Text extract -
################

Personal information
- Born: 10 April 1998 (age 28) Sombor, Serbia, FR Yugoslavia
- Nationality: Serbian / Hungarian
- Height: 1.94 m (6 ft 4 in)
- Playing position: Left wing

Club information
- Current club: PLER-Budapest
- Number: 7

Youth career
- Years: Team
- 2010–2013: RK Grafičar Bezdan [hr]
- 2013–2016: RK Crvenka

Senior clubs
- Years: Team
- 2016–2020: MOL-Pick Szeged
- 2019–2020: → IK Sävehof (loan)
- 2020–2022: Tatabánya KC
- 2022–2023: RK Dinamo Pančevo [hr]
- 2023–2024: RK Vojvodina
- 2024–: PLER KC Budapest

National team
- Years: Team
- 2016–2017: Serbia youth
- 2017–2018: Serbia junior / 35
- 2021–: Hungary / 11 / (27)

= Stefan Sunajko =

Serbian-Hungarian handball player (born 1998)

Stefan Sunajko (Стефан Сунајко, Szunajko Stefán; born 10 April 1998) is a Serbian-Hungarian handball player for PLER-Budapest and for the Hungarian national team.

==Career==
===Club===
The left winger previously played for the Serbian RK Grafičar Bezdan and RK Crvenka, then in 2016 he moved to MOL-Pick Szeged. Coach Juan Carlos Pastor seriously counted on the 18-year-old Serbian-Hungarian boy, expected him in the senior team, used him in a league match at the end of November, and immediately scored his first top-flight goal. Not long after that, he also made his debut in the EHF Champions League, scoring against Sweden's IFK Kristianstad. In the MOL-Pick Szeged team, he scored 70 goals in 43 games in the first division in 3 years. Played on loan in the 2019/2020 season in the Swedish team IK Sävehof. Here in the EHF Champions League, he scored 28 goals in 10 games. In April 2020, Grundfos Tatabánya KC announced that it had signed the player for 2 years. Here he was able to play in the EHF European League and scored 52 goals in 19 games in 2 years. When his contract expired in 2022, he moved to Serbia to RK Dinamo Pančevo. In the season, he and his team finished fourth in the Serbian Handball Super League (scoring 128 goals in 29 matches), reached the top 16 in the EHF European Cup (scored 26 times in eight matches), and won a silver medal in the Serbian Cup. At the end of the 2022/23 season, the Serbian champion team will be transferred to RK Vojvodina. In September 2024, he continued his career at PLER-Budapest in the Hungarian top flight, where his brother Filip also became his teammate.

################

Data extract -
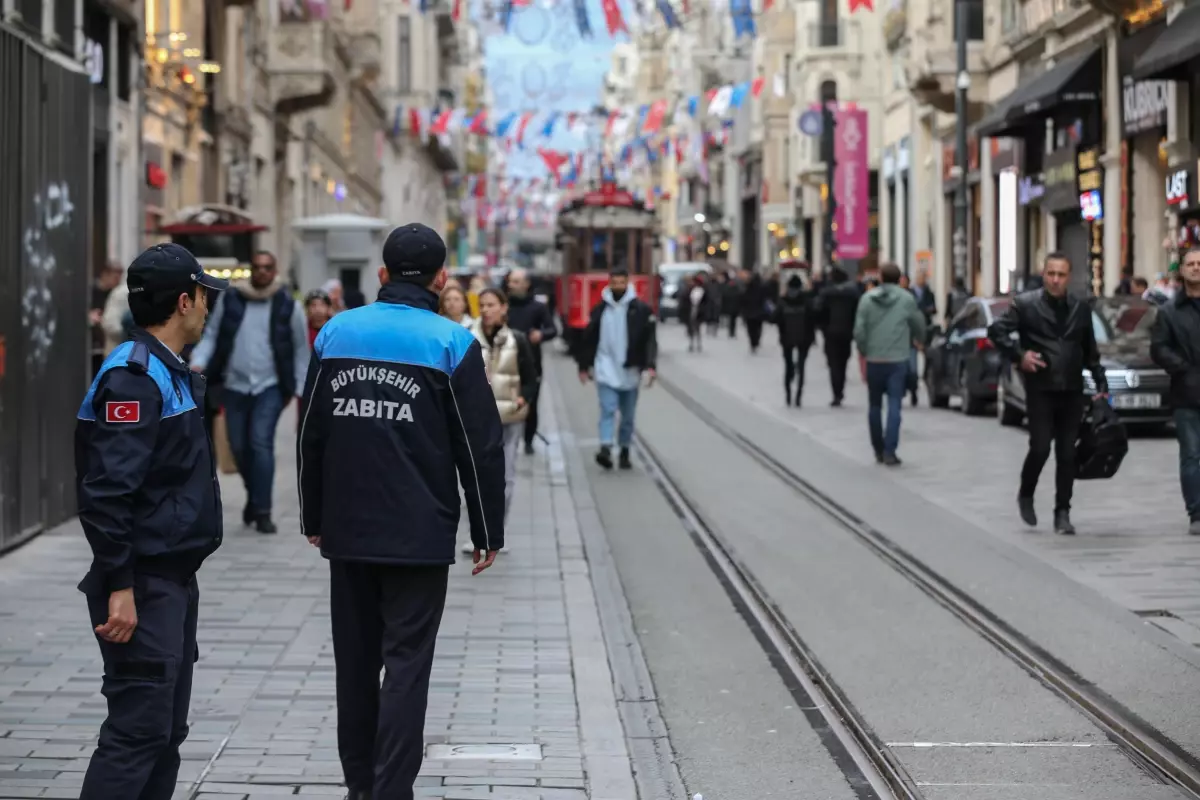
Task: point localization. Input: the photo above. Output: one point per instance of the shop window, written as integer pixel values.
(124, 61)
(30, 14)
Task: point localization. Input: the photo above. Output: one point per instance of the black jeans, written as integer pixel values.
(148, 684)
(754, 330)
(1053, 417)
(531, 431)
(384, 617)
(838, 355)
(795, 358)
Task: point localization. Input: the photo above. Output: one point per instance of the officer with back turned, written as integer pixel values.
(150, 506)
(396, 403)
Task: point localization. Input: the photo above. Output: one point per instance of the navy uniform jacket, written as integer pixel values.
(396, 402)
(147, 481)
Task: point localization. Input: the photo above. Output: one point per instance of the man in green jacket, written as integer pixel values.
(888, 324)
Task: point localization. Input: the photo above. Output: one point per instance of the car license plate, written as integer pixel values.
(1137, 401)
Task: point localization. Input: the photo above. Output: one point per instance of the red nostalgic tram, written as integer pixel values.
(595, 233)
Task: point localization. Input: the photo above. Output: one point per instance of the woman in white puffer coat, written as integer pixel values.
(513, 372)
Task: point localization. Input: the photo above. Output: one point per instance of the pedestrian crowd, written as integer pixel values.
(419, 405)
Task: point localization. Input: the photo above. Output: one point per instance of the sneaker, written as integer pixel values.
(1029, 516)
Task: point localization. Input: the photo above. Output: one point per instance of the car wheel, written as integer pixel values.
(935, 400)
(971, 405)
(1009, 416)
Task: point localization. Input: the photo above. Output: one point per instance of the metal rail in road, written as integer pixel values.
(868, 763)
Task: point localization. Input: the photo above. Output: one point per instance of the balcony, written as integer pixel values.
(831, 41)
(1033, 19)
(895, 25)
(931, 62)
(366, 50)
(300, 59)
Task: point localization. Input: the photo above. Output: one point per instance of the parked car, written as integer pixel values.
(673, 277)
(961, 361)
(1138, 388)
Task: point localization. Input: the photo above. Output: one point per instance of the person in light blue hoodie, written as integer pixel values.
(618, 346)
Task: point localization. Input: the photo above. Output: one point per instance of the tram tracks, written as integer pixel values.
(869, 764)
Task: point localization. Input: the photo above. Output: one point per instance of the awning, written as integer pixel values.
(1169, 58)
(1072, 80)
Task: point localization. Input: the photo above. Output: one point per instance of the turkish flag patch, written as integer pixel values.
(125, 411)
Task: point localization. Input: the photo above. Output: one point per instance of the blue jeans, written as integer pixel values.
(1187, 428)
(251, 420)
(886, 378)
(611, 401)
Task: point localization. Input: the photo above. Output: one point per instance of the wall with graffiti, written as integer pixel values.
(45, 284)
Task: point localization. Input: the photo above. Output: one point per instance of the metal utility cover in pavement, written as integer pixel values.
(484, 752)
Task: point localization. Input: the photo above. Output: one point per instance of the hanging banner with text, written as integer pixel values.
(851, 185)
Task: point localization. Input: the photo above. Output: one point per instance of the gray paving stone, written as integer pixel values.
(263, 703)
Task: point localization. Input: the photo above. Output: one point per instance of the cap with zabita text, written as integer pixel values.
(167, 268)
(414, 250)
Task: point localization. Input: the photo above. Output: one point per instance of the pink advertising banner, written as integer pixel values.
(851, 184)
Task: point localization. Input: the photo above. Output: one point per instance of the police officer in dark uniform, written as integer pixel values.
(150, 506)
(396, 403)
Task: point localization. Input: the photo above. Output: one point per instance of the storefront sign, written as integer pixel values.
(1030, 190)
(1060, 180)
(1144, 106)
(851, 184)
(1177, 188)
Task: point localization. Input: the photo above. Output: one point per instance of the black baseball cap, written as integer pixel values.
(167, 268)
(414, 250)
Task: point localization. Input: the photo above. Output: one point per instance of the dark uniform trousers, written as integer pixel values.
(148, 684)
(384, 617)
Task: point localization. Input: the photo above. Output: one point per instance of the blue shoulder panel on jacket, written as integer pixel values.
(395, 334)
(177, 395)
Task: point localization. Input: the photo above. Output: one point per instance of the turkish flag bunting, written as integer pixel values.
(441, 124)
(125, 411)
(613, 18)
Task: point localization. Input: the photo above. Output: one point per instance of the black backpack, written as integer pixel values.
(1103, 443)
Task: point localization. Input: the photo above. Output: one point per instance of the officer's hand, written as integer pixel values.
(480, 565)
(123, 618)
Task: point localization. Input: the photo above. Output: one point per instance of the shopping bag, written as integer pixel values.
(1103, 443)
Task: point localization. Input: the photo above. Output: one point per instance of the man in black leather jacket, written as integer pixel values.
(1175, 347)
(1054, 343)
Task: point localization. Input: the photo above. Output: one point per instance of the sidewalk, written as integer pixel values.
(1132, 543)
(521, 679)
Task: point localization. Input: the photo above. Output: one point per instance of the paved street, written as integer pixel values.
(520, 661)
(1132, 545)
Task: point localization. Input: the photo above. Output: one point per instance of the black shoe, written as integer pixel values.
(1029, 516)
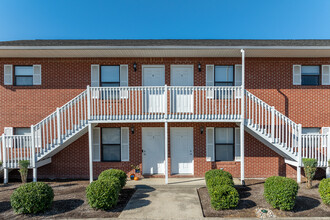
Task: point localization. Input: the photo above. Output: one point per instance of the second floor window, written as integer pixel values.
(110, 76)
(224, 76)
(310, 75)
(23, 75)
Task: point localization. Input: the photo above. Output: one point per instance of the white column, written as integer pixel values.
(166, 153)
(5, 169)
(90, 140)
(299, 154)
(328, 156)
(33, 145)
(242, 118)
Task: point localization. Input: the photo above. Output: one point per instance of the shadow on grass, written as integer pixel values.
(304, 203)
(4, 206)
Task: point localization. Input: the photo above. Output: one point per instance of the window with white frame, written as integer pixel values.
(110, 76)
(23, 75)
(310, 75)
(224, 144)
(111, 144)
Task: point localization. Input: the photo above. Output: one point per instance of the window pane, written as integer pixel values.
(111, 153)
(224, 135)
(224, 152)
(110, 135)
(23, 70)
(22, 131)
(310, 70)
(310, 80)
(109, 73)
(224, 73)
(24, 80)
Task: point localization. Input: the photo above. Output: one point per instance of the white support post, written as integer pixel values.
(166, 153)
(90, 140)
(34, 167)
(165, 97)
(58, 113)
(328, 156)
(242, 124)
(299, 154)
(5, 169)
(272, 132)
(88, 103)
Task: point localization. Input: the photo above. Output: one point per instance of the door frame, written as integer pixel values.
(181, 65)
(193, 151)
(152, 66)
(143, 157)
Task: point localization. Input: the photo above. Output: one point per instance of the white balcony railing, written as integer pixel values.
(165, 102)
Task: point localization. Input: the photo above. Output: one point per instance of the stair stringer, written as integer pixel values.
(58, 147)
(275, 147)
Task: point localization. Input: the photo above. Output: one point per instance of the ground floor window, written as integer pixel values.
(110, 142)
(224, 144)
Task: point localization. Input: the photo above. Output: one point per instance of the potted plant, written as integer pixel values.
(136, 167)
(23, 165)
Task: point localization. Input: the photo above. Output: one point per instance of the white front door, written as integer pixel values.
(182, 151)
(183, 75)
(153, 151)
(154, 75)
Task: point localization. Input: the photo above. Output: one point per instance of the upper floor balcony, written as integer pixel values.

################

Short exercise 1 - List every team named under "Senior clubs" in the Stefan Sunajko profile, with its years.
Short exercise 2 -
Answer these from the Stefan Sunajko profile:
(a) What is his listed height?
(b) How many goals did he score in the EHF Champions League while on loan at IK Sävehof, and in how many games?
(c) What is the name of the brother who became his teammate at PLER-Budapest?
The records were drawn from a separate source and have no connection to the Stefan Sunajko profile.

Exercise answer 1 -
- 2016–2020: MOL-Pick Szeged
- 2019–2020: IK Sävehof (loan)
- 2020–2022: Tatabánya KC
- 2022–2023: RK Dinamo Pančevo
- 2023–2024: RK Vojvodina
- 2024–: PLER KC Budapest

Exercise answer 2 -
(a) 1.94 m (6 ft 4 in)
(b) 28 goals in 10 games
(c) Filip